*TEXT PASSAGE:*
Encrypted communications devices allow parties to communicate in a way that prevents either the manufacturer or law enforcement from accessing the content, even with search warrants. Devices like these are extremely common and anyone that has a smart phone has the ability to encrypt and protect private data on their devices that cannot be accessed by the manufacturer. For example, popular encrypted messaging technology such as Telegram was found on suspects’ devices. The simple fact remains that authorities are seeking to outlaw technology that is used by a vast number of people in a way that is completely harmless and supports individual privacy. The problem with banning this kind of technology is that it would be taken from the people that use it harmlessly while still being widely available to those that would use it for illicit purposes.
Most encrypted messaging software is completely open source, and with a little bit of coding knowledge, can easily be implemented on a mobile device. Banning encrypted messages would only take privacy rights of law abiding citizens away without reducing the potential for criminals to use the technology. Intelligence agencies are essentially saying that terrorists are able to commit mass acts of terrorism due to the fact that the public doesn’t like mass government surveillance. By looking in the past, all terrorism attacks at and before 2001 required no encrypted messaging to take place, this is proof that encryption is not the enabler for such attacks.
Blaming encryption for the attacks and attempting to outlaw technology that is used by a majority of people without harm is a dangerous policy. Banning encryption would be completely useless due to the fact that terrorists can and will switch methods of communication at a moment’s notice or build their own channels. Banning encryption would result in loss of privacy for law-abiding citizens without any effect on the war against terrorism.

*TASK SET:*
1. From the encryption passage, print the text from "Most encrypted messaging" to "for such attacks.".
2. Answer these questions using the encryption passage.
(a) Which encrypted messaging technology was found on suspects' devices?
(b) How does the passage describe most encrypted messaging software?
(c) According to the passage, what can terrorists do if encryption is banned?

*GIVEN DATA:*
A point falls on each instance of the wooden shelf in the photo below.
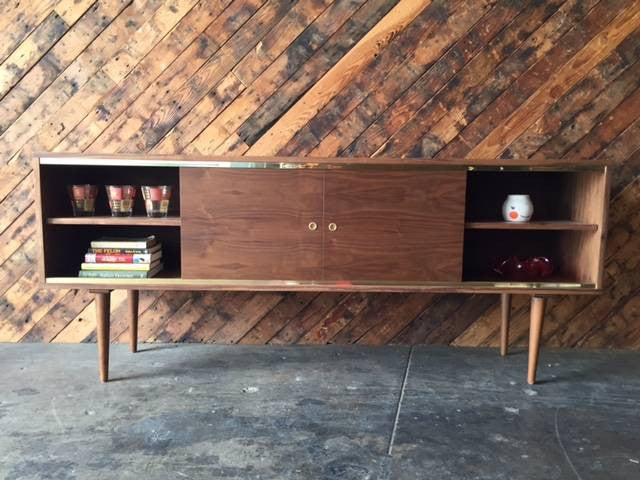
(172, 221)
(548, 225)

*ANSWERS BY TASK:*
1.
Most encrypted messaging software is completely open source, and with a little bit of coding knowledge, can easily be implemented on a mobile device. Banning encrypted messages would only take privacy rights of law abiding citizens away without reducing the potential for criminals to use the technology. Intelligence agencies are essentially saying that terrorists are able to commit mass acts of terrorism due to the fact that the public doesn’t like mass government surveillance. By looking in the past, all terrorism attacks at and before 2001 required no encrypted messaging to take place, this is proof that encryption is not the enabler for such attacks.

2.
(a) Telegram.
(b) As completely open source.
(c) They can switch methods of communication at a moment's notice or build their own channels.